#### EXTRACTED TEXT
##############################

14 July 2023

More Developers Will Be Needed for AI, Says Programming Mentor

Artificial intelligence will not put programmers out of work! "It’ll bring new opportunities," says Lukáš Kubec, a software developer at Mibcon who also mentors students at the Green Fox Academy bootcamp. "The programmer job description will just look different because AI will take over the tasks that no one else wants to do," he says.

More Developers Will Be Needed for AI, Says Programming Mentor

Lukáš Kubec smiles at the notion that the developer profession might soon become a thing of the past. "When someone says that AI will reduce the number of programming jobs, it's like someone in the early '90s saying that some new programming language will put developers out of work," he says.

He does, however, admit that changes will come, and more than a few. "The job market will definitely change due to the advent of AI, just as the job description of programmers will change," says the Green Fox Academy bootcamp mentor who helps people change careers and break into IT. "But I don't expect a decline in the demand for developers. On the contrary, AI will open up more possibilities. New jobs and specializations will be created that, today, are just an unknown. They will definitely outnumber whatever jobs might be lost."

According to Lukáš, a number of professions will require programming knowledge in the future. In some ways, the work of all sorts of specialists will resemble what developers do today. "There will be more and more positions like this," he predicts. "What AI will take over, is the work that no one else actually wants to do. These will be tasks that are routine, lacking thought or context. As a result, the new jobs that arise will be much more creative."

The literate will be those who master the new technologies

The expansion of AI utilization will be felt by the whole of society. "There will be a change in the perceptions and definitions of what we think of as literacy. In the past, those who could read and write were considered to be literate," the programming mentor says. "Today, a literate person is someone who can express himself and understand the text. In 10 or 15 years, the literate person will be someone who’s able to work systematically with modern technologies."

Those who don’t catch on may have a problem finding work. "In a few years, everyone will be a bit of a programmer. In order to succeed in the labor market, programmers will have to be able to work with various AI tools as well as be able to create applications," Lukáš Kubec says, describing his vision of the future.

"AI-based language models are new now but, in a few years, none of us will want to sit in front of a monitor and give ChatGPT instructions," says the Mibcon software developer. "There will already be a need for some service that can do that kind of work for us."

AI is already a programming partner

For now, however, Lukáš is trying to make the most of what artificial intelligence currently offers. "I use it every day. I first started working with GITHub Copilot, which is a tool that helps me when writing code. It’s the best draft maker," he says. "The proposal may not be 100% correct. Sometimes it's 90%. At that point, I accept the proposal and just adjust the things I want to change."

##############################

Stored data entries:
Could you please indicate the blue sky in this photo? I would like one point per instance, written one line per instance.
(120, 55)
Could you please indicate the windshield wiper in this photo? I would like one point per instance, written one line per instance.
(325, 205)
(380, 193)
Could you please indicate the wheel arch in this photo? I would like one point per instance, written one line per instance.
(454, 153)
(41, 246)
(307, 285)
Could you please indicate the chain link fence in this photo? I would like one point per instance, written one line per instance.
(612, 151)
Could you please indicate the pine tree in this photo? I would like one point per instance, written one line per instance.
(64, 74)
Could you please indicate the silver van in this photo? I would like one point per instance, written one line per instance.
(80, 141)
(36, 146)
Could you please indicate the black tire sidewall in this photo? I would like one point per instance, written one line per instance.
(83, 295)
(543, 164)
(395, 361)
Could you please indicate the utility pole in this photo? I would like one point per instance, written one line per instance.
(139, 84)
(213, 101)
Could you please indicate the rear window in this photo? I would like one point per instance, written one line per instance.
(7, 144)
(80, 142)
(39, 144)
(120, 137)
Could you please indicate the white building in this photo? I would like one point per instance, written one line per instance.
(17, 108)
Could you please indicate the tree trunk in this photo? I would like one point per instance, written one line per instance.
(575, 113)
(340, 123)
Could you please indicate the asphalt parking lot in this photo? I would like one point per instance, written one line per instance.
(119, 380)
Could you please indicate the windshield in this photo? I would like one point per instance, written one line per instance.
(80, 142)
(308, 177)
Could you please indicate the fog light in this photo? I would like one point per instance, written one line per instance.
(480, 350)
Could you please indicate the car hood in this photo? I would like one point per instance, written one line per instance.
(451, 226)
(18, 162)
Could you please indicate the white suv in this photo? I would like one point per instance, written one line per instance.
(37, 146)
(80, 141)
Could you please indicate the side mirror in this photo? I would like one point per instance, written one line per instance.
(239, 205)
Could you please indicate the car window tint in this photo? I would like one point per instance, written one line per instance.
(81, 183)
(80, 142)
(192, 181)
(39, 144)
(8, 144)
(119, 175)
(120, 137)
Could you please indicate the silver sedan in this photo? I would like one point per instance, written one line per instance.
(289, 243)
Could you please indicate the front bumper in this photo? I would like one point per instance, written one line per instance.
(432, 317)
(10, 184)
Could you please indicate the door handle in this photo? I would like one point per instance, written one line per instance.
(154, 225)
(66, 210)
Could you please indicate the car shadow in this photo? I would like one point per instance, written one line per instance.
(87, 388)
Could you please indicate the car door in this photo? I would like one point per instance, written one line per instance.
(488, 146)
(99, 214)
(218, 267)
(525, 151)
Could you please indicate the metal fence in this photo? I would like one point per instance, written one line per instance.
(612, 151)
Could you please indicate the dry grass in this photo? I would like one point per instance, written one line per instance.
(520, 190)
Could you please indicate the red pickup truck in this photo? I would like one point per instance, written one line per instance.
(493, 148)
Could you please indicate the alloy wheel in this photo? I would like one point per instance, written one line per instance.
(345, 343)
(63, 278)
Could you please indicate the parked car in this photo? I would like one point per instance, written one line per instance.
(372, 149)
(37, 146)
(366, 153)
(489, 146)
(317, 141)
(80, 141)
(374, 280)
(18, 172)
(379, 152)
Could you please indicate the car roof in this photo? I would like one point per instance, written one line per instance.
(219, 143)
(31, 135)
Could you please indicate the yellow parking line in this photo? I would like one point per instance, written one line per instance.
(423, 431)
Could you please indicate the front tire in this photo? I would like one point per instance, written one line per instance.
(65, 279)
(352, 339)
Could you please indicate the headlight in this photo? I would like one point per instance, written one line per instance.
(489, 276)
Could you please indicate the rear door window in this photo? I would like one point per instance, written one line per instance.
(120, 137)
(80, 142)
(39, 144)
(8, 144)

##############################

Can you continue the article about AI and the future of programming jobs, picking up right after its final paragraph?

He sees nothing wrong with such collaborations. "My added value as a programmer isn’t tapping away on the keyboard. It's my ability to apply my knowledge of technology!" he explains. He also has a positive relationship with another modern phenomenon. "I use ChatGPT on a daily basis. It’s kind of my partner, I've learned to discuss things with it when I'm contemplating or solving a problem."

Programming is about a way of thinking, not just writing boring code

ChatGPT has gained popularity by providing a huge pool of knowledge. That’s why it’s also found an application in bootcamp teaching. "Previously, a large part of the Junior Developer retraining course was about how to find the necessary information using Google. Now we've incorporated ChatGPT into the curriculum. 

We still want our students to write the code themselves, but rather than the code itself, we’re more interested in a way of thinking," says Lukáš Kubec, himself an alumnus who graduated from the bootcamp two years ago. After bootcamp, he started to work in IT. "But I also enjoy helping others with their studies so, after a time, I returned to Green Fox Academy as a part-time mentor," he says. You can read his story about his journey from KFC manager to software developer on the Green Fox Academy blog.

Those who graduate bootcamp stay in IT

He’s not the only example of someone who’s successfully changed their career. "The vast majority of bootcamp graduates stay in the IT industry," he confirms. "Not all of them are developers. Sometimes their paths lead to related positions, but they’re still in IT."

Also, due to the direction in which the labor market will develop, and what skills will be required, he advises everyone who might be considering getting started in IT to pluck up the courage and just go for it. "It’s definitely better to try a bootcamp and find out that it may not be for you, than not to try it at all," Lukáš confirms.